> EXERCISE DIRECTIONS:
Among the lines of the records, please find those that contain the word "light" and copy them.

=======

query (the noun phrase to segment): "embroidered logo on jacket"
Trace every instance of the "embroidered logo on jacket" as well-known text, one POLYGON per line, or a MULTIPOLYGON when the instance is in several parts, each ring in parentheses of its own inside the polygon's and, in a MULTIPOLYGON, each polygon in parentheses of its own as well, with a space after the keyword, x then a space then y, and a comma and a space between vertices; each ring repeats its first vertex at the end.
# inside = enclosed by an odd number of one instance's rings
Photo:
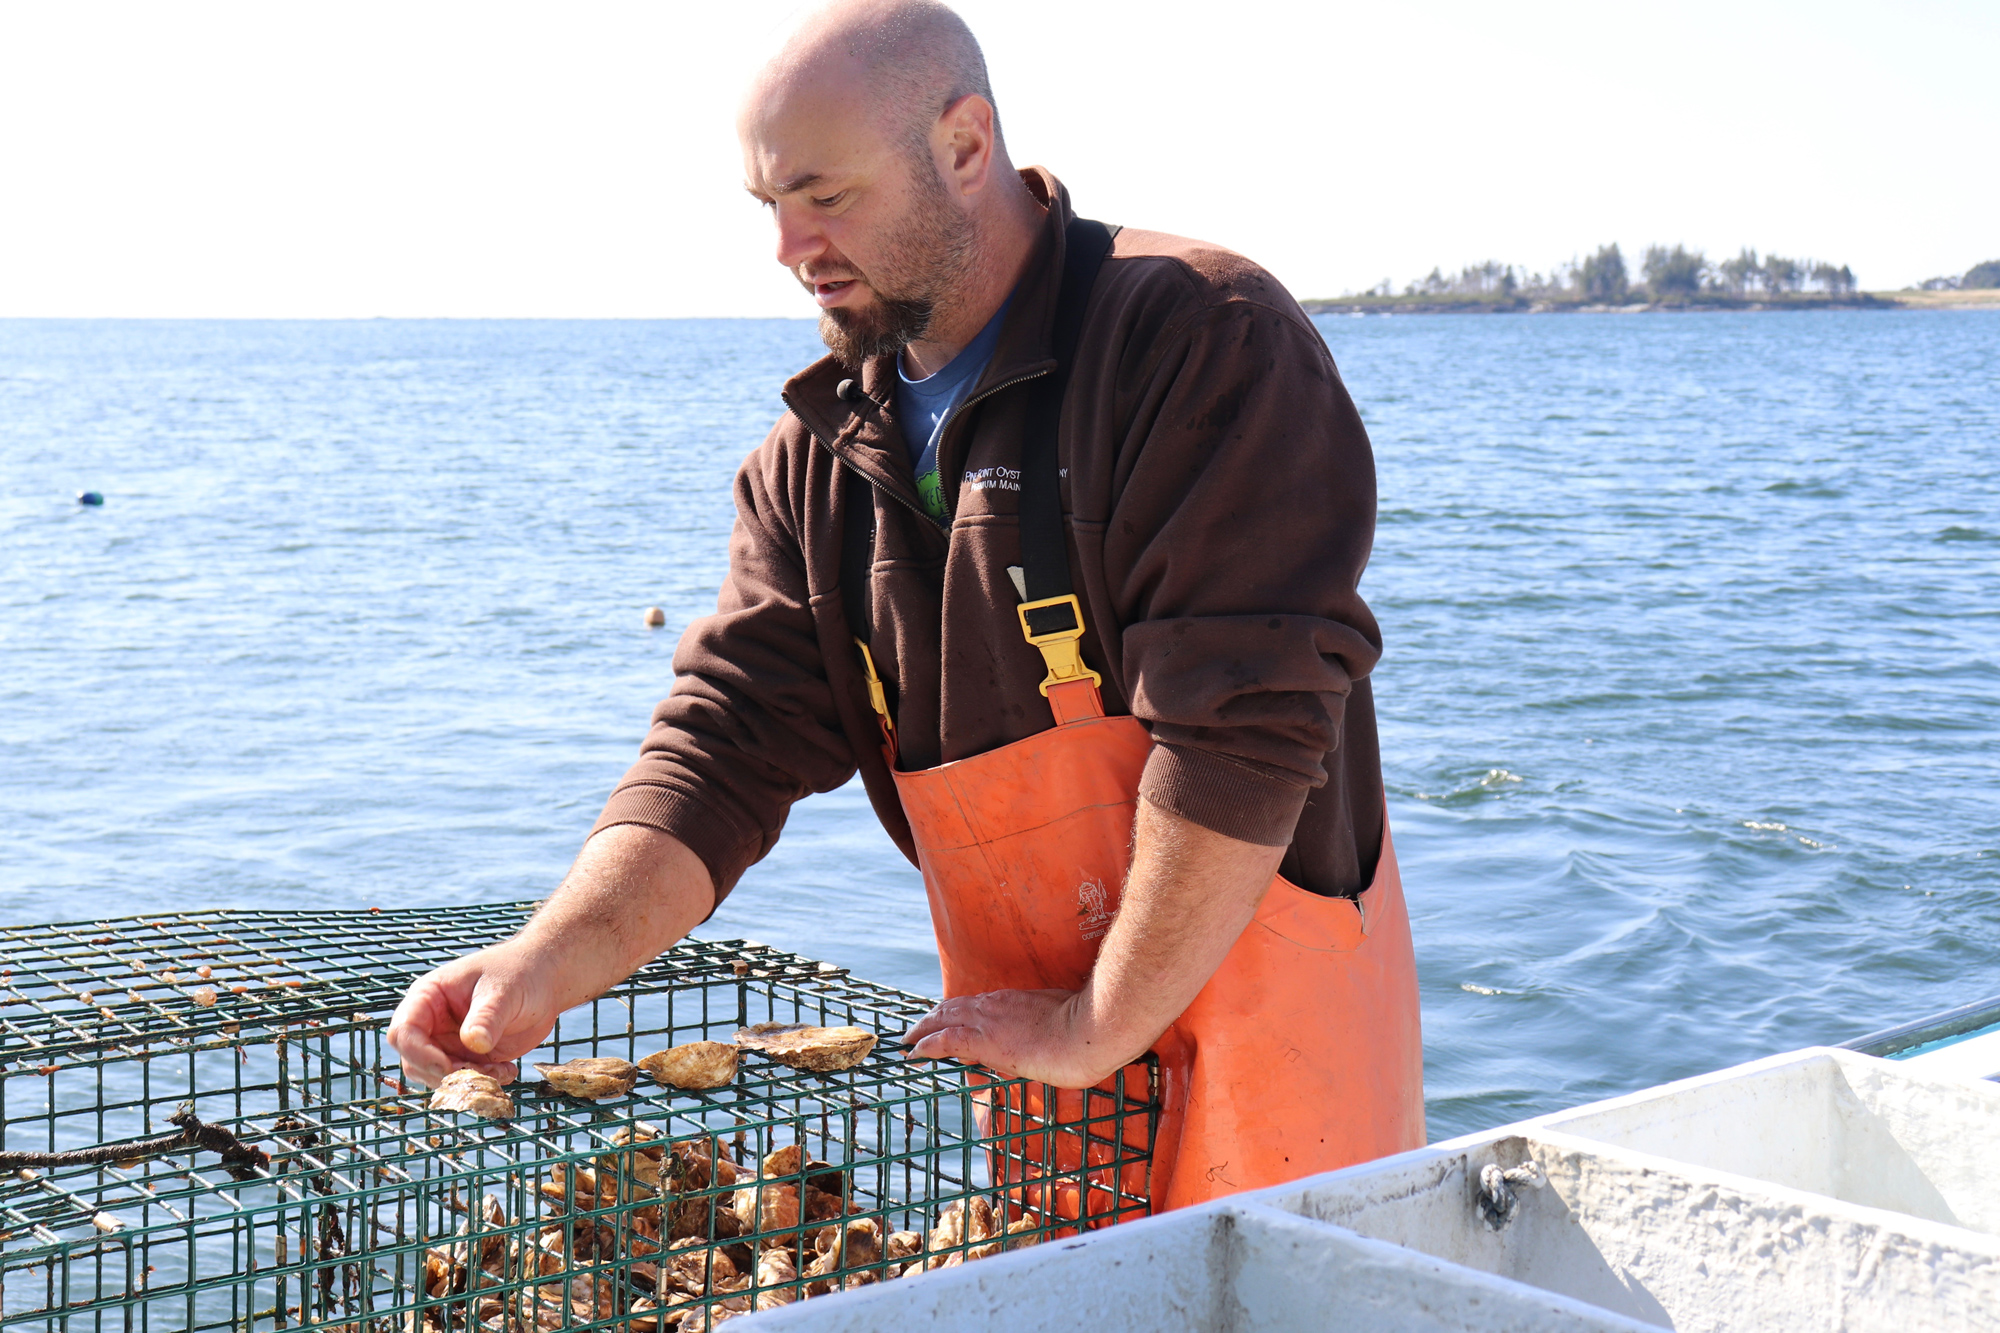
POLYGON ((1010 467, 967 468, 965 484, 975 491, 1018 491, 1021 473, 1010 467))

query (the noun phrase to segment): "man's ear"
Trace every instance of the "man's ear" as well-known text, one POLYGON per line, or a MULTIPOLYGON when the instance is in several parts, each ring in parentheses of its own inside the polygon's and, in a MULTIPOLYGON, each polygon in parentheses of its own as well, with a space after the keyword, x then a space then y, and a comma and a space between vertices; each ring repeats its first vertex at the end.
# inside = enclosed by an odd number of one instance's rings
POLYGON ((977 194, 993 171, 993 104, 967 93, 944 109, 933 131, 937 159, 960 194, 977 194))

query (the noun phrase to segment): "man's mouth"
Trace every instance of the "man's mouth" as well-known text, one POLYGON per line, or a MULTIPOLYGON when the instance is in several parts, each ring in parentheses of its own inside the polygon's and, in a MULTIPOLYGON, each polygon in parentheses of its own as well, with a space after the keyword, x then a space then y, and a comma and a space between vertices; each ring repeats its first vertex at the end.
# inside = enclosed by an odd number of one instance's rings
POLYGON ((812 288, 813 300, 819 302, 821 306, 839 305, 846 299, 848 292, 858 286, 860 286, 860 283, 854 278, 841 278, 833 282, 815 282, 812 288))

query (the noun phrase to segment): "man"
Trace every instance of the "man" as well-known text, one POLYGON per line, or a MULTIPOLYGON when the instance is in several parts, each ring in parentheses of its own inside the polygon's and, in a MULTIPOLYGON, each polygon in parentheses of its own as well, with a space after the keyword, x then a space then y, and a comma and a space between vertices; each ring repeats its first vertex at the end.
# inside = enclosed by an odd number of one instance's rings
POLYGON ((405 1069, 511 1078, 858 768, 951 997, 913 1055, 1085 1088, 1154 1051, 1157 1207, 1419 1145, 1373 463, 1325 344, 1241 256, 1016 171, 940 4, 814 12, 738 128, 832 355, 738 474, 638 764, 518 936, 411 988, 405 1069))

=======

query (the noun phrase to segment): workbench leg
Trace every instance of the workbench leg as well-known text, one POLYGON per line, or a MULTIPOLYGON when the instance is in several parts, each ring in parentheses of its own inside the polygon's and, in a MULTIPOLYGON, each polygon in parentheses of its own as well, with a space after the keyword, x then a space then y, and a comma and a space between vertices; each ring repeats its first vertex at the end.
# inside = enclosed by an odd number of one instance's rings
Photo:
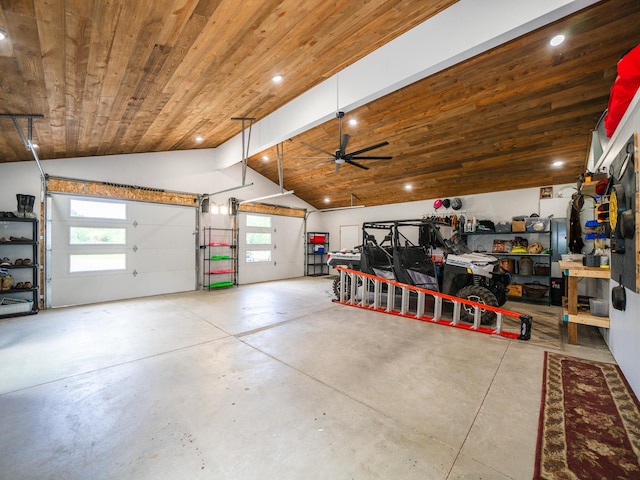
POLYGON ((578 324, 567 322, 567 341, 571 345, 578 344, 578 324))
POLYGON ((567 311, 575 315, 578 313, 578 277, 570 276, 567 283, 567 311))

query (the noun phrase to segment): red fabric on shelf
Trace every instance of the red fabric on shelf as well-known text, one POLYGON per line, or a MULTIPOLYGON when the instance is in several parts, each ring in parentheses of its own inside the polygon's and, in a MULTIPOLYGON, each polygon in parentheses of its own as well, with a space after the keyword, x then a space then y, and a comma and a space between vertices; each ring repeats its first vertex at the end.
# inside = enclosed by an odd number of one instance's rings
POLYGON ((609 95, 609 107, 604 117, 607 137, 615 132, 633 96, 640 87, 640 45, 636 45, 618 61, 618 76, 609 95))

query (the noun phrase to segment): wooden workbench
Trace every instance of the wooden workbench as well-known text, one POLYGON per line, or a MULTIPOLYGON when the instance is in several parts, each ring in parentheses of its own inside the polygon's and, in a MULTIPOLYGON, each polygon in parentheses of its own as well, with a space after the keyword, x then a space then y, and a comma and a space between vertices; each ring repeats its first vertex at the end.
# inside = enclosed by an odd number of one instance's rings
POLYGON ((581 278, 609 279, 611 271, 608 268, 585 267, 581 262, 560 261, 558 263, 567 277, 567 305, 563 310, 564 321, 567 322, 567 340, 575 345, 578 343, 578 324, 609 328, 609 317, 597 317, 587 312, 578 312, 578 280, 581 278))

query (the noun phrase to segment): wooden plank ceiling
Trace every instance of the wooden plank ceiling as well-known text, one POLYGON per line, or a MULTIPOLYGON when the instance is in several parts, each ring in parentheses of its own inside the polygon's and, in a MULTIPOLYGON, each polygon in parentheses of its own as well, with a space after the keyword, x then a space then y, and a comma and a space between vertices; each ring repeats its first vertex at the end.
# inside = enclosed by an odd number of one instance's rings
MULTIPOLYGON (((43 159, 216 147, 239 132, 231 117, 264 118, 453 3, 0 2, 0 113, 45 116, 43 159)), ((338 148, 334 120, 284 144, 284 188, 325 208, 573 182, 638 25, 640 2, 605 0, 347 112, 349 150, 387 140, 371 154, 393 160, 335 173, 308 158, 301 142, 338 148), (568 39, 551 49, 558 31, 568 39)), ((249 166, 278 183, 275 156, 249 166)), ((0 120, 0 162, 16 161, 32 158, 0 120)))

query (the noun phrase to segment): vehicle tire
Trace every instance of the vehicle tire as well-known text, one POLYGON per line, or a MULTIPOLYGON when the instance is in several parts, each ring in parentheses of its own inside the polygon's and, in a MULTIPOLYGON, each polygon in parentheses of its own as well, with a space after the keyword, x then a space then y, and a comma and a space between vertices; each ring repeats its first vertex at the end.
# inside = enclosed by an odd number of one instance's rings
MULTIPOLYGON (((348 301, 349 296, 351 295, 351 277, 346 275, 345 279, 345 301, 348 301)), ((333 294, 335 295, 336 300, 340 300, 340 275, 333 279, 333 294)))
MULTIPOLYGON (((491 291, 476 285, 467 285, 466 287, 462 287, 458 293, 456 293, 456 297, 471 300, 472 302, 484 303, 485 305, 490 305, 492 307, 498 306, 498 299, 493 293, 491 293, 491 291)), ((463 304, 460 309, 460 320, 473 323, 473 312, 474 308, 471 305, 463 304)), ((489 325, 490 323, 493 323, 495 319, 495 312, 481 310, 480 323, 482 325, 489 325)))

=======

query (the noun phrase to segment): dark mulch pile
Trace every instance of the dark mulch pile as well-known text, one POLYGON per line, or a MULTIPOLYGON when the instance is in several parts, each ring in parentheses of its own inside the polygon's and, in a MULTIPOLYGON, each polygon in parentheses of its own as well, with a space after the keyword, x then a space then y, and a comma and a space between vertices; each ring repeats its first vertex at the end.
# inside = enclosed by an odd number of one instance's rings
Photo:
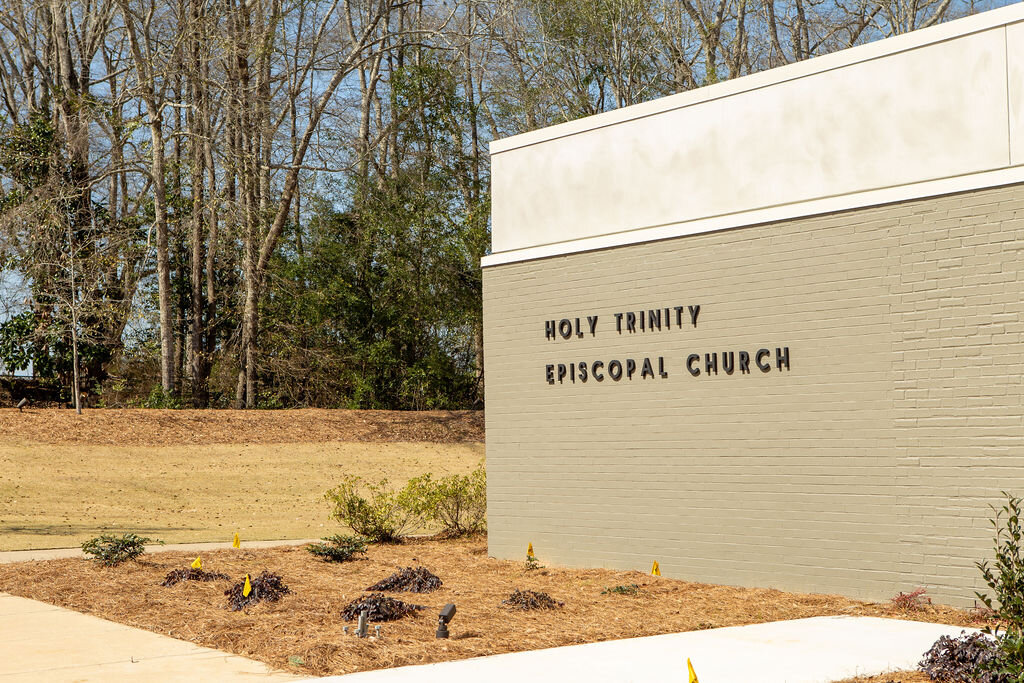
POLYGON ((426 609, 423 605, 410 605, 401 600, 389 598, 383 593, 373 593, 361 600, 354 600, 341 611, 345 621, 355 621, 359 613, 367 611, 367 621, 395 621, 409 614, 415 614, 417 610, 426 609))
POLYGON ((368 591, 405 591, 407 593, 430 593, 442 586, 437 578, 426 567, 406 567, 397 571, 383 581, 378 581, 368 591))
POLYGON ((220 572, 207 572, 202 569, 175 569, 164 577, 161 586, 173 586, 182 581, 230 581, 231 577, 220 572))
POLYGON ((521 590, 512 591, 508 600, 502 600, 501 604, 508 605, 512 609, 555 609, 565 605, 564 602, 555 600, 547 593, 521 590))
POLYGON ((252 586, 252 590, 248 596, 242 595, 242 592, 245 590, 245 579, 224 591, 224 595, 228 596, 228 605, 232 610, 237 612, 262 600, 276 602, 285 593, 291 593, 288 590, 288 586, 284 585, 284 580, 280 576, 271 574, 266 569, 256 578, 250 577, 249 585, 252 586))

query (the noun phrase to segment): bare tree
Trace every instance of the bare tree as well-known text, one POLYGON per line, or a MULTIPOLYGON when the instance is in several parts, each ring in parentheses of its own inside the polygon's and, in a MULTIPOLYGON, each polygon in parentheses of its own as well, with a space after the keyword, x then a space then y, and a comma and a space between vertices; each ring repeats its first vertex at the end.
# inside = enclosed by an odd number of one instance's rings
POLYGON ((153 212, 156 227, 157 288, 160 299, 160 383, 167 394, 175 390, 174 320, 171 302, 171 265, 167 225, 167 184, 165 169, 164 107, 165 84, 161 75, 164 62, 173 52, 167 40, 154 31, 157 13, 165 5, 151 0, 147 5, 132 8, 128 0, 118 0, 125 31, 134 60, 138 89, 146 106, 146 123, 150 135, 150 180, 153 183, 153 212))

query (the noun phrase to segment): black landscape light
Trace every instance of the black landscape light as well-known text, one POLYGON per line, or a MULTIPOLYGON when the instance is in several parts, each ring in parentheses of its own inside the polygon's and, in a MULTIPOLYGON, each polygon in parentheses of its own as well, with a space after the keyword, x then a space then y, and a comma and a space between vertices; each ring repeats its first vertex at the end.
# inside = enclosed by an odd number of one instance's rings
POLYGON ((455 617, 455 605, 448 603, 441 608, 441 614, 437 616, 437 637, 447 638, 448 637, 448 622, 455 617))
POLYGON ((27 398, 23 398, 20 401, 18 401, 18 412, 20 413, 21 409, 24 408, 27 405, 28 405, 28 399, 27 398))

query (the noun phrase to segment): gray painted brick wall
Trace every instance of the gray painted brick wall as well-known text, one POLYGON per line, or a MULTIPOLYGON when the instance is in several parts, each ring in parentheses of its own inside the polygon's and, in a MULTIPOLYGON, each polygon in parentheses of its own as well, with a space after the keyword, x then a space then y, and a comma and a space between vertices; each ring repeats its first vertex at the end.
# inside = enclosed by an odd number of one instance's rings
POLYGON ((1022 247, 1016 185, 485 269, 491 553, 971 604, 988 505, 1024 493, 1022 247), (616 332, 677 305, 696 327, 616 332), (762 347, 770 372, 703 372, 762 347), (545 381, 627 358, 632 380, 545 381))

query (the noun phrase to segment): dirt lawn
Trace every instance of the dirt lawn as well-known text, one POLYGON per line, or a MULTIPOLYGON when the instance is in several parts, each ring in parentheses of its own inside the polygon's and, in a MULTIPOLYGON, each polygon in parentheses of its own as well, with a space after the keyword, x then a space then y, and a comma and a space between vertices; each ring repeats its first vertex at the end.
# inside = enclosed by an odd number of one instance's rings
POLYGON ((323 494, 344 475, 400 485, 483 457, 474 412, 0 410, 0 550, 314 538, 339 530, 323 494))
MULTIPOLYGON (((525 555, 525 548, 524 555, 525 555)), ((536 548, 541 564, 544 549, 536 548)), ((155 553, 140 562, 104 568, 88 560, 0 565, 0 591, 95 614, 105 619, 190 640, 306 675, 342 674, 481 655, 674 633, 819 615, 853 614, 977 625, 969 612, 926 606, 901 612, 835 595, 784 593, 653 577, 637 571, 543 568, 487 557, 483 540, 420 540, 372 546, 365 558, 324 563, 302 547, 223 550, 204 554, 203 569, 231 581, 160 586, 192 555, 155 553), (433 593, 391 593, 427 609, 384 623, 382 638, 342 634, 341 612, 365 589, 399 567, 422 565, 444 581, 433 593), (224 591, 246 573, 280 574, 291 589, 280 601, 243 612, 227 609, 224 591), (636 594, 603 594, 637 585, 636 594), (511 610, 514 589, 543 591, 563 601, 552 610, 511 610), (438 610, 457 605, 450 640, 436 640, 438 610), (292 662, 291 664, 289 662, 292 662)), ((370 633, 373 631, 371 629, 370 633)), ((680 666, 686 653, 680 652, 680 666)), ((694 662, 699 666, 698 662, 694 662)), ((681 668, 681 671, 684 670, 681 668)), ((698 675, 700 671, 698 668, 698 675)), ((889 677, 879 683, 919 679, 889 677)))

=======

> TASK RESPONSE:
query (the noun phrase to segment): black landscape light
Trace every instance of the black landscape light as well-known text, one POLYGON per line, or a MULTIPOLYGON when the instance is in several parts, each ring in parentheses of its own inside the polygon's and, in a MULTIPOLYGON, each polygon in parentheses of its own as well, with a space after the keyword, x then a space then y, and a comma and a space between vertices; each ring repeats its first vertex at the end.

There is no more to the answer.